The data START
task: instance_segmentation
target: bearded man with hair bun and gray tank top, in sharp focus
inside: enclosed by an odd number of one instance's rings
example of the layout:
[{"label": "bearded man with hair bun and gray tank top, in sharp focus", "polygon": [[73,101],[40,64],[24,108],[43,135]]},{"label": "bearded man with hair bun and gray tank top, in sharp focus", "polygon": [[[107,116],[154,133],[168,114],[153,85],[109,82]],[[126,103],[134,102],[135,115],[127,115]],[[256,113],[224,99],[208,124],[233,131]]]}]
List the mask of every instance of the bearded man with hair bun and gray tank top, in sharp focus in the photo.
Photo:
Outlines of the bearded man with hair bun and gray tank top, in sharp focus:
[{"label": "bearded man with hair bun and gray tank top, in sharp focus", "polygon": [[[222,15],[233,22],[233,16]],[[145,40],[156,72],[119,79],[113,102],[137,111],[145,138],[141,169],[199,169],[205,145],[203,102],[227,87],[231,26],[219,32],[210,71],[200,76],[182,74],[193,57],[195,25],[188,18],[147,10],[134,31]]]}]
The data END
--- Assignment ---
Word for word, write out each of the records shown above.

--- Exercise output ---
task: instance_segmentation
target: bearded man with hair bun and gray tank top, in sharp focus
inside: enclosed by an odd number of one instance's rings
example of the layout:
[{"label": "bearded man with hair bun and gray tank top, in sharp focus", "polygon": [[73,101],[40,64],[24,108],[43,135]]},{"label": "bearded man with hair bun and gray tank top, in sharp focus", "polygon": [[[107,116],[154,133],[168,114],[153,85],[109,82]],[[126,103],[134,102],[135,115],[127,115]],[[256,113],[224,99],[208,124],[233,131]]]}]
List the mask of every instance of the bearded man with hair bun and gray tank top, in sharp focus in the photo.
Photo:
Outlines of the bearded man with hair bun and gray tank top, in sharp focus:
[{"label": "bearded man with hair bun and gray tank top, in sharp focus", "polygon": [[[222,15],[233,22],[233,16]],[[145,40],[156,72],[119,79],[113,102],[137,111],[145,138],[141,169],[199,169],[205,145],[203,102],[227,87],[231,26],[219,32],[210,71],[200,76],[182,74],[193,57],[195,25],[188,18],[147,10],[134,31]]]}]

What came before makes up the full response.